One example was the case of R. v. Therens (1985). The issue was whether a drunk driver could evade conviction on the grounds that police had violated his Charter rights by not informing him of his right to call a lawyer before compelling him to take a breathalyzer test. Judge LE DAIN's former law clerk, Bruce RYDER, recalls that he struggled painfully over the case - partly because it recalled the death of his daughter Jacqueline a decade earlier from an automobile accident.
"As he spoke, he was pounding himself so hard in the chest I thought he might knock himself over. He took a deep breath, and we returned to our work." In the end, Judge LE DAIN crafted an opinion that did right by the victims of highway accidents and by the Charter. In memorable language, he affirmed that the enactment of the Charter signalled a new era in the protection of fundamental rights and freedoms.
"Out of complexity and nuance, he produced masterfully succinct statements of the law," said Mr. RYDER.

########

(Problems to solve)
a - Copy the Therens passage from the words "One example was" through "rights and freedoms.", replacing "highway accidents" with "road accidents".
b - Continue the passage about Judge LE DAIN and the Therens case, starting after its final sentence.

########

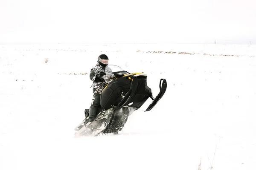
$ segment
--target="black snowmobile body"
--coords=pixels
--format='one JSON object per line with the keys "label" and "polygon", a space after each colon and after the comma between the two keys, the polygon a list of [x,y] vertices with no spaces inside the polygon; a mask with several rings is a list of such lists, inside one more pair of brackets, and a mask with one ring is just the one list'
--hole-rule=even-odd
{"label": "black snowmobile body", "polygon": [[[122,130],[134,111],[150,97],[153,101],[145,111],[151,110],[162,98],[167,88],[165,79],[160,80],[160,92],[154,98],[147,83],[147,75],[129,74],[126,71],[112,73],[116,78],[102,91],[100,104],[102,108],[96,118],[90,123],[86,119],[75,129],[77,137],[96,136],[100,133],[117,133]],[[85,124],[85,125],[84,125]]]}

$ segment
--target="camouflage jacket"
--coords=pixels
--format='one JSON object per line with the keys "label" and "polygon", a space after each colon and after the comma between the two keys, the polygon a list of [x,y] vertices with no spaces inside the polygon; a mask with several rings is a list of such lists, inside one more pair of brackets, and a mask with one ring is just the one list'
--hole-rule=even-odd
{"label": "camouflage jacket", "polygon": [[96,66],[91,69],[90,74],[90,79],[93,81],[93,93],[97,93],[101,94],[102,90],[107,85],[106,82],[95,82],[94,80],[96,77],[99,77],[100,72],[111,73],[112,71],[108,66],[105,68],[102,66],[99,63],[97,63]]}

########

(Set of answers)
a -
One example was the case of R. v. Therens (1985). The issue was whether a drunk driver could evade conviction on the grounds that police had violated his Charter rights by not informing him of his right to call a lawyer before compelling him to take a breathalyzer test. Judge LE DAIN's former law clerk, Bruce RYDER, recalls that he struggled painfully over the case - partly because it recalled the death of his daughter Jacqueline a decade earlier from an automobile accident.
"As he spoke, he was pounding himself so hard in the chest I thought he might knock himself over. He took a deep breath, and we returned to our work." In the end, Judge LE DAIN crafted an opinion that did right by the victims of road accidents and by the Charter. In memorable language, he affirmed that the enactment of the Charter signalled a new era in the protection of fundamental rights and freedoms.

b -
In his retirement, Judge LE DAIN worked on a range of projects, including preparing his papers for the national archives and meticulously crafting his memoirs. But his early retirement continued to be plagued by personal tragedy: first with his wife Cynthia's death in 1995 of cancer, then his daughter Catherine's death of pneumonia in 1998.
In 1990, the U.S. Drug Policy Alliance instituted an award in Gerald LE DAIN's name, to be given to individuals involved in law who have worked within official institutions "when extremist pressures dominate government policies." The influential organization includes law-enforcement officials, academics, professionals, health-care workers, drug users and former users. "We sought to name the awards after our heroes," said founder Arnold Trebach. "Gerald LE DAIN was certainly one of them. Few people realize the level of hate directed at drug users and drug policy reformers decades ago."
Judge LE DAIN, the first Canadian to be so honoured, had earlier been made a companion of the Order of Canada.
Gerald Eric LE DAIN was born on November 27, 1924, in Montreal. He died in his sleep at home on December 18, 2007. He was 83. He is survived by his son Eric and daughters Barbara, Jennifer and Caroline. He was predeceased by his wife, Cynthia, and by daughters Jacqueline and Catherine.
Correction - Friday, January 4, 2007
The majority of the Le Dain Commission on the non-medical use of drugs recommended in 1973 that possession of cannabis should cease to be a criminal offence but that sale and distribution of cannabis should remain a crime. Incorrect information appeared in a headline in yesterday's paper.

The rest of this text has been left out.